**SET TASK**. For the copy, please give all of the data again exactly and leave the pictures out.

(Data listing)

>> begin

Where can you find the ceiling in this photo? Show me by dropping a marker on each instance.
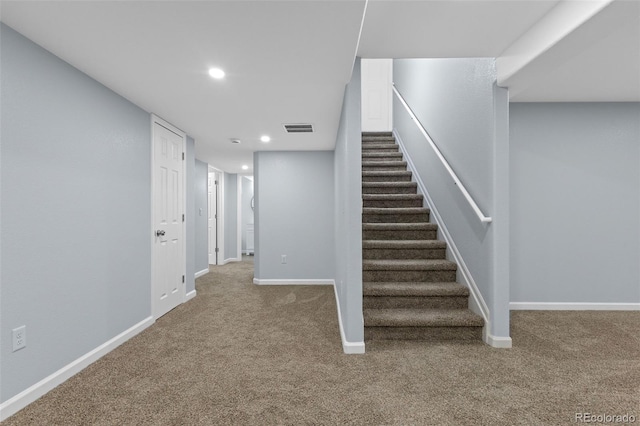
(288, 61)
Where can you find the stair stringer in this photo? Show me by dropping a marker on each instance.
(476, 302)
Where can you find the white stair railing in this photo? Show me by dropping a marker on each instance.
(445, 163)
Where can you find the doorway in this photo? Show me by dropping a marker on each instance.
(215, 216)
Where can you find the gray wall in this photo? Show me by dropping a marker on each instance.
(348, 217)
(245, 208)
(294, 214)
(201, 216)
(575, 202)
(75, 185)
(230, 216)
(190, 282)
(466, 115)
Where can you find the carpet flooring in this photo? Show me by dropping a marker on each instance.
(245, 354)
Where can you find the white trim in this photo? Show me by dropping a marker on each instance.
(478, 301)
(183, 290)
(220, 221)
(32, 393)
(239, 215)
(201, 273)
(190, 295)
(573, 306)
(495, 341)
(347, 347)
(292, 282)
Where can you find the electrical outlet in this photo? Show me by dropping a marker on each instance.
(19, 337)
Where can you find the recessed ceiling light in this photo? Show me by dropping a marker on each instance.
(216, 73)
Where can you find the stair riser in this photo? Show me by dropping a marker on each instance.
(381, 156)
(393, 203)
(395, 218)
(435, 334)
(405, 276)
(402, 178)
(412, 234)
(389, 190)
(386, 253)
(378, 139)
(383, 302)
(381, 148)
(383, 167)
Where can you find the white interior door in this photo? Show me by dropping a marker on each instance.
(169, 260)
(376, 76)
(212, 218)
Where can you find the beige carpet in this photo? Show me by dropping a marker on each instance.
(244, 354)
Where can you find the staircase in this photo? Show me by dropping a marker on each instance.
(409, 288)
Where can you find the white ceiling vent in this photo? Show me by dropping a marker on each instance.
(298, 128)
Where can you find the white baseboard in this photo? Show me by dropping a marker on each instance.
(201, 273)
(190, 295)
(570, 306)
(495, 341)
(32, 393)
(347, 347)
(292, 282)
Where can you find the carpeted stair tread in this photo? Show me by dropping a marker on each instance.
(421, 318)
(391, 197)
(392, 163)
(376, 146)
(389, 185)
(395, 210)
(375, 139)
(377, 156)
(389, 134)
(386, 173)
(409, 287)
(408, 265)
(404, 244)
(416, 289)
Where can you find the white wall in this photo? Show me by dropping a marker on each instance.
(76, 206)
(376, 98)
(294, 215)
(457, 102)
(575, 203)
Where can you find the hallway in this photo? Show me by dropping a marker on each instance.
(245, 354)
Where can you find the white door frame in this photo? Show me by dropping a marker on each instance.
(220, 205)
(212, 188)
(157, 120)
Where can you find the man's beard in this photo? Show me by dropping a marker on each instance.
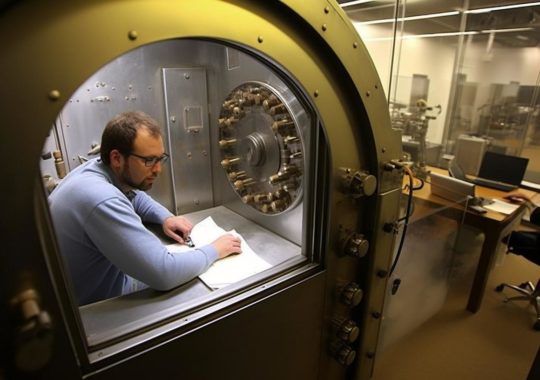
(126, 178)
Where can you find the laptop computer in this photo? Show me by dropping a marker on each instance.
(497, 171)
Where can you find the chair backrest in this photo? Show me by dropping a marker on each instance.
(526, 244)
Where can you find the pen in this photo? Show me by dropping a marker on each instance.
(189, 242)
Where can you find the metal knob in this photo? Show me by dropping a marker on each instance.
(351, 295)
(359, 183)
(354, 244)
(34, 335)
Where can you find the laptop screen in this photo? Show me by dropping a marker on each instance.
(503, 168)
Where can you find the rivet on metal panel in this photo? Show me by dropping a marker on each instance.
(132, 35)
(54, 95)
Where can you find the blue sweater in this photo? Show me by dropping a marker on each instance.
(103, 240)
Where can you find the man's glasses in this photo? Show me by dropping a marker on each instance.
(151, 161)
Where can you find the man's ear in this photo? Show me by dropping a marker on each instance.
(116, 158)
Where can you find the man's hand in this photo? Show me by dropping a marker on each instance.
(177, 227)
(227, 245)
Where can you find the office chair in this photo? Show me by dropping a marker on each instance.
(526, 244)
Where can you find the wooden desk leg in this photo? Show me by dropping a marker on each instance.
(485, 263)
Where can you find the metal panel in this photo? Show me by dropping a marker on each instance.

>> end

**RESULT OF THE EXERCISE**.
Where can you find the ceiling in this photo? Show me by dropping a marker on each instance.
(288, 61)
Where can you find the stair stringer in this photo? Show me by dropping a marker on each instance.
(476, 302)
Where can you find the white stair railing in this photo? Show me by dropping a marker on each instance.
(445, 163)
Where can you find the doorway in this photo? Show me by dropping a marker on each instance.
(215, 216)
Where can you find the gray wall in this photo? Show me by dropping a marker on each instance.
(348, 217)
(245, 208)
(294, 214)
(201, 216)
(575, 202)
(75, 185)
(230, 216)
(190, 282)
(466, 115)
Where can you find the carpet flooring in this photo? Show me by dropping a marker on each instance.
(245, 354)
Where can you find the white trim in this photo? Show me by dropping a marker on each instance.
(478, 301)
(183, 290)
(220, 221)
(32, 393)
(239, 215)
(201, 273)
(190, 295)
(573, 306)
(495, 341)
(347, 347)
(292, 282)
Where can you find the electrical outlet in this photo? Show me by dropping a marker on each instance.
(19, 337)
Where can you find the recessed ceiling light in this photo? Show me by dropping a marker on each instance.
(216, 73)
Where can you find the stair riser in this photo? Show me by dropping a marker on each instance.
(381, 156)
(393, 203)
(395, 218)
(435, 334)
(405, 276)
(402, 178)
(412, 234)
(389, 190)
(386, 253)
(378, 139)
(383, 302)
(381, 148)
(383, 167)
Where can you find the white interior door in this photo? Show me by dropping a marker on each instance.
(169, 260)
(376, 76)
(212, 218)
Where can you find the beige carpet in this photo? Show me by dropping a marker on each instance.
(244, 354)
Where can you find the staircase in this photo? Show me by dropping a marker on each instance.
(409, 288)
Where can you find the white ceiling vent in this photo? Show me by dropping a marker on each instance.
(298, 128)
Where can you find the white baseboard in this photo? Show me by dropping a marker on each instance.
(201, 273)
(190, 295)
(570, 306)
(495, 341)
(32, 393)
(347, 347)
(292, 282)
Where can you find the carpeted stair tread in this photo? Show me by dropping a marker on each instance.
(421, 318)
(391, 197)
(392, 163)
(376, 146)
(389, 185)
(395, 210)
(375, 139)
(377, 156)
(389, 134)
(386, 173)
(409, 287)
(408, 265)
(404, 244)
(416, 289)
Where can you find the white wall in this photo? Show me by dropping a marker on each instance.
(76, 206)
(376, 98)
(294, 215)
(457, 102)
(575, 203)
Where can you find the hallway in this photo? Show me by dropping a marker on each instance.
(245, 354)
Where can you find the white door frame in this photo? Show me by dropping a marker on each instance.
(220, 205)
(212, 188)
(157, 120)
Where can you find the man's beard in this photo? Show me by dropping a marker on each instance.
(126, 178)
Where can you find the laptop computer in this photo? Show me by dropping a marker on each instance.
(497, 171)
Where can you find the chair backrest in this photo? Show me by dropping a marker on each instance.
(526, 244)
Where can you find the pen in this photo? Show me by dropping a marker on each instance.
(189, 242)
Where can you find the metal knob in this photo? Show me by dropping a marker on each instance.
(351, 295)
(359, 183)
(354, 244)
(34, 335)
Where can you find the laptop screen in this photo? Show me by dropping a marker on each instance.
(503, 168)
Where can you find the rivet on metal panel in this photo? Show me by dropping a marker on each instance.
(132, 35)
(54, 95)
Where can you find the blue sweater in this photo? Show me by dropping a marker on each instance.
(103, 240)
Where can you find the man's glasses in this photo? Show me by dropping a marker on each instance.
(151, 161)
Where can you find the man's ear in this photo? Show me by dropping a marker on each instance.
(116, 158)
Where can you find the man's hand in this photo? Show me by dropping a marker on each instance.
(177, 227)
(227, 245)
Where can you find the office chair in this photo? Show me by dropping a marker on each instance.
(526, 244)
Where can you find the wooden desk leg in this photo? Show me by dropping a marker on each instance.
(485, 263)
Where can you find the metal panel in this photo? Show me by dropping a marker on each instance.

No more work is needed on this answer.